* FONTE:

______

O estudo é de Sociologia e este é o seu compromisso central. Quer isto dizer, que não se trata de uma defesa dos bonecos, nem de um ataque, mas de uma visão problematizadora e crítica desta produção artesanal. Quem quiser lá encontrar um discurso de defesa da patrimonialização ou de justificação ideológica da barrística, o que vai dar no mesmo, sairá desiludido. Por outras palavras, o estudo prossegue objectivos que não se limitam ao uso instrumental, simbólico e político dos bonecos. Aliás, esta é justamente uma dimensão de análise, aquela talvez que gere mais controvérsia por inquirir os quadros mentais subjacentes à defesa, valorização e revalorização do artesanato em geral, e da barrística em particular. Em suma, e para lá do discurso ahistórico e vago, os bonecos de Estremoz não escaparam, nem escapam, às tendências mais gerais de valorização do artesanato, de uso instrumental e ideológico e de enquadramento político que cruzam com certos desenvolvimentos históricos nacionais. Em especial, em certos períodos: nos finais do século XIX, altura em que são recuperados pelo patriarca da família Alfacinha, cruzam com o movimento romântico de recuperação de tradições por oposição à sociedade científica-industrial a despontar. Depois, com o início do Estado Novo, como revalorização do ser português e base da ideologia do regime, que coincide com a recuperação encetada por Sá Lemos. E, finalmente, já no período democrático, aproveitando da valorização geral do artesanato como expressão do povo – “arte do povo” – na senda da revalorização de tudo o que é popular. O conjunto de feiras, certames, exposições, o museu municipal (com dois barristas ao vivo), as publicações, etc., tudo isto junto contribuiu e reforça o carácter de uma difusão assente na patrimonialização e na apropriação ideológica duma produção com vista à sua manutenção, mas fora do controlo dos próprios barristas. Ou seja, e o estudo conclui assim: não há identidades puras, as identidades são sincréticas, quer dizer, impuras, com contradições, confusas. E os bonecos de Estremoz não escapam a esta lógica: não há uma identidade dos bonecos, há identidades (no plural), quer dizer, tendências diversas, várias visões, concepções e estratégias para as quais concorrem diversos agentes que não só os barristas.

______

[Entradas de dados recolhidas]
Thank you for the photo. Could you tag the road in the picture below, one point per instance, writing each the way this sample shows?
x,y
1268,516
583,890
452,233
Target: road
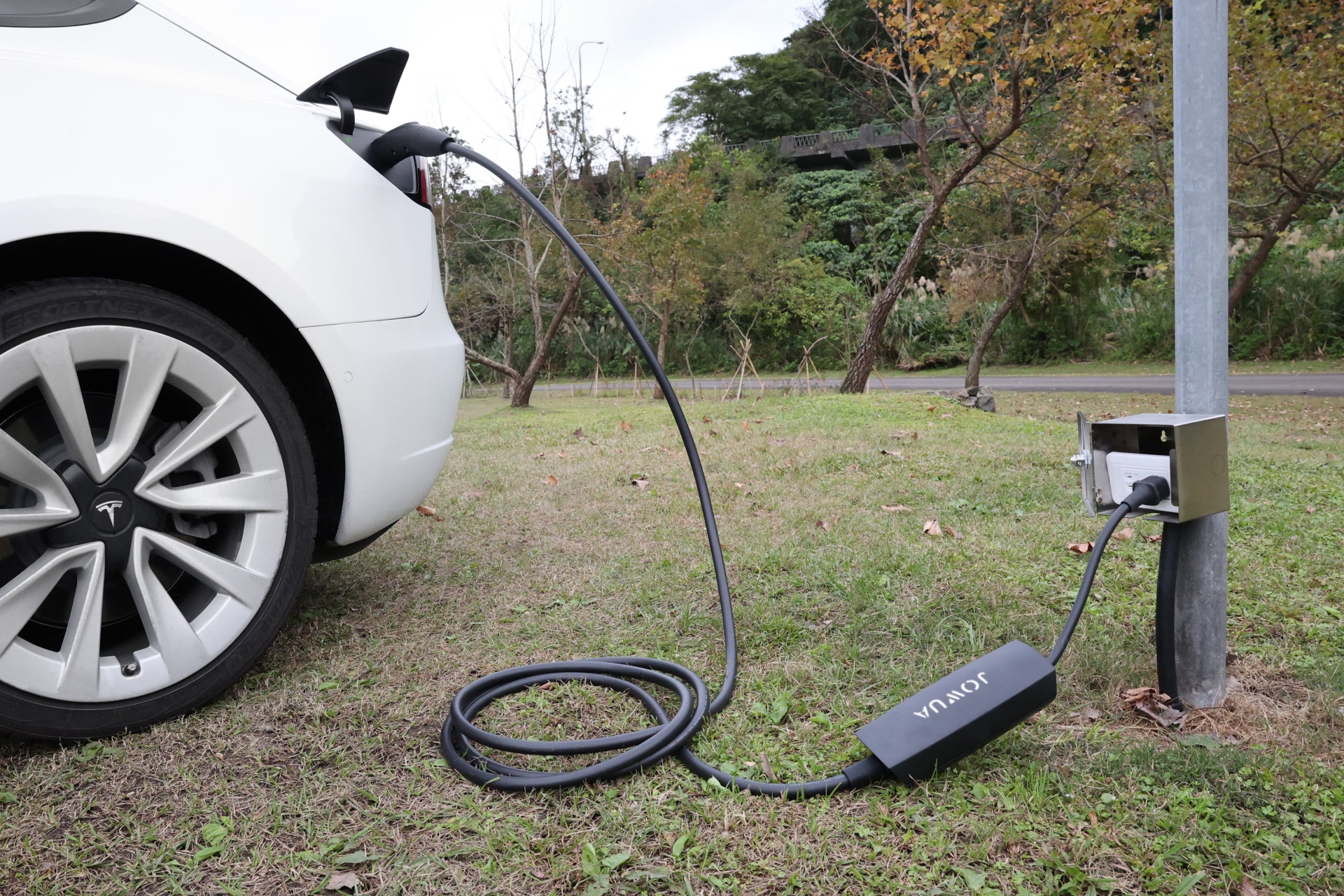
x,y
1319,384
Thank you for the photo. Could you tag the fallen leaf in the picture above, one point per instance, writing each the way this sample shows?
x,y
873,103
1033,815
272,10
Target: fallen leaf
x,y
1149,701
347,880
1208,742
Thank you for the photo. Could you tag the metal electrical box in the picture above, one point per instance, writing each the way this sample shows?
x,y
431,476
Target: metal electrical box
x,y
1190,450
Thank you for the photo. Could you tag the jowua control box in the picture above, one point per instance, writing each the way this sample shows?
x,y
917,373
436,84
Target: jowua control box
x,y
1189,450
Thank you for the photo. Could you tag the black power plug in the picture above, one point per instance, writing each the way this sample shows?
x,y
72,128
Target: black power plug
x,y
961,713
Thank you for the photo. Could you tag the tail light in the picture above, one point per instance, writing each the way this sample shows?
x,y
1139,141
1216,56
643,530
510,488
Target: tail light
x,y
422,182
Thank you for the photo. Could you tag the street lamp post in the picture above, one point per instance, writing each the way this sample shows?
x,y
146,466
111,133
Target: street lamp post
x,y
1200,127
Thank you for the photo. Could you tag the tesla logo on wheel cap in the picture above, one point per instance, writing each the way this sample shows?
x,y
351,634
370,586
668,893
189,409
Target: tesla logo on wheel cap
x,y
111,510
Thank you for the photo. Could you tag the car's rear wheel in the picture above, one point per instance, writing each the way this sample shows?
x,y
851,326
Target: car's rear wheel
x,y
156,507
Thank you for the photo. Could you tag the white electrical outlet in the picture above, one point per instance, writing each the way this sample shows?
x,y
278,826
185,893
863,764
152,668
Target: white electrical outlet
x,y
1126,469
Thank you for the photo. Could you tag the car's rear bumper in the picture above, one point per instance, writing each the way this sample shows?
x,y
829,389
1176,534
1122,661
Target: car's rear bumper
x,y
397,384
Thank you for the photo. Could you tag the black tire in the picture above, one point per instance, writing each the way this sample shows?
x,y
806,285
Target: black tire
x,y
39,308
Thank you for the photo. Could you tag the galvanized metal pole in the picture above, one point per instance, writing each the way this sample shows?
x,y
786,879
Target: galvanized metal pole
x,y
1200,97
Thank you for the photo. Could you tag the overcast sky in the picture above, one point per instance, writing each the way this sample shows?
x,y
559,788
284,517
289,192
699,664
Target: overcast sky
x,y
454,70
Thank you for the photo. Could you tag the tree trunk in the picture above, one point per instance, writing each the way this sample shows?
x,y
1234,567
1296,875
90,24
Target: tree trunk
x,y
526,383
1257,261
510,326
866,354
987,332
663,344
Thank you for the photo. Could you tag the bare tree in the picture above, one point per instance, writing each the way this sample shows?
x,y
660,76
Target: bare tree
x,y
524,250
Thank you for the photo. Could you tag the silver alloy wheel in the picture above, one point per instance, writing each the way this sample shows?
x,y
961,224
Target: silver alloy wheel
x,y
102,424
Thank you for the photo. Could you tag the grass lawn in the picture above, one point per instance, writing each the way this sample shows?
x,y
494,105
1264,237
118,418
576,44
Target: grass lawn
x,y
1128,368
324,761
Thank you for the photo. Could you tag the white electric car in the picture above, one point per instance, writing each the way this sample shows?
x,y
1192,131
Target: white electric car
x,y
223,352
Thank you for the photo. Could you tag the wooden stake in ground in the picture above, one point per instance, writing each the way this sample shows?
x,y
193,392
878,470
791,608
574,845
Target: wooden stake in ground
x,y
806,368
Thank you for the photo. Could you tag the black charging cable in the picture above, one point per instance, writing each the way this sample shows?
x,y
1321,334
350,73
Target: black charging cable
x,y
1148,492
631,676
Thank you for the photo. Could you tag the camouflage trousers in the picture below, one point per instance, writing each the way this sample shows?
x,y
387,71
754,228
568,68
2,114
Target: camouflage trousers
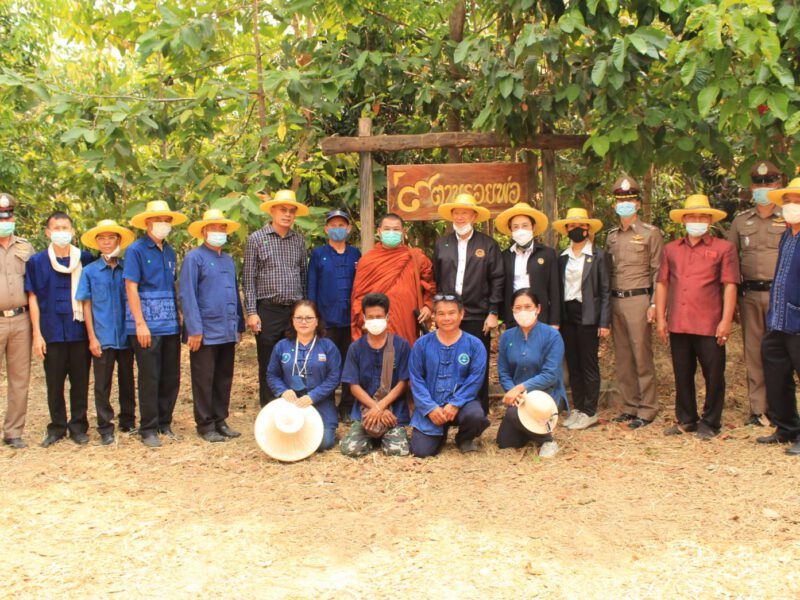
x,y
358,442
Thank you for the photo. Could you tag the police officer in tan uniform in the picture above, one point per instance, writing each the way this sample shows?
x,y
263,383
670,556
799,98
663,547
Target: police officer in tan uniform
x,y
635,249
15,322
756,233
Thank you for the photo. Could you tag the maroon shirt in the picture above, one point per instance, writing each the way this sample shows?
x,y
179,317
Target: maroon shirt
x,y
695,276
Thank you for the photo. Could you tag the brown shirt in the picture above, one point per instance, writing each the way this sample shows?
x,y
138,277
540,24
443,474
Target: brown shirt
x,y
12,273
757,240
635,255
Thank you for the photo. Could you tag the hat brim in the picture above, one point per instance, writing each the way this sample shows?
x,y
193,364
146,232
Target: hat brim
x,y
196,228
540,220
89,239
139,221
283,446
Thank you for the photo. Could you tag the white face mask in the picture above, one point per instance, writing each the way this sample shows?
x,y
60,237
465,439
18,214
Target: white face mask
x,y
376,326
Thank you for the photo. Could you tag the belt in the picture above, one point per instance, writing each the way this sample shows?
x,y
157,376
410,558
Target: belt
x,y
757,286
13,312
630,293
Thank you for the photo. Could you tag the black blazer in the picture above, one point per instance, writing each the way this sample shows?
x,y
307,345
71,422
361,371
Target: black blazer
x,y
595,288
543,273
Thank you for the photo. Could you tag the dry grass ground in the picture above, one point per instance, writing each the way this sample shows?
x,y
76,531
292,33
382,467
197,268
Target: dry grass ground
x,y
616,514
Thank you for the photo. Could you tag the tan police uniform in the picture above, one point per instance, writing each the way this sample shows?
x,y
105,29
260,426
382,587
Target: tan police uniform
x,y
15,327
635,259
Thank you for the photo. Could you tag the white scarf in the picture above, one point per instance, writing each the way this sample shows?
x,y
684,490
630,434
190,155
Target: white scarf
x,y
74,270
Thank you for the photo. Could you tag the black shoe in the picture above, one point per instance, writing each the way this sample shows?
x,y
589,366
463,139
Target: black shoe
x,y
17,443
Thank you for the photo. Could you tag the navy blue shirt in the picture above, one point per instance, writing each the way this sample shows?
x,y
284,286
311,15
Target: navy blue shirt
x,y
330,283
363,367
210,297
54,294
105,287
154,271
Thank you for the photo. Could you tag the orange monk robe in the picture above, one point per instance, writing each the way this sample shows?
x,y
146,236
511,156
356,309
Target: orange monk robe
x,y
403,274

______

Responda com base no texto sobre os bonecos de Estremoz:
1. De que área é o estudo?
2. Que recuperação coincide com o início do Estado Novo?
3. Quantos barristas estão ao vivo no museu municipal?

1. Sociologia.
2. A recuperação encetada por Sá Lemos.
3. Dois.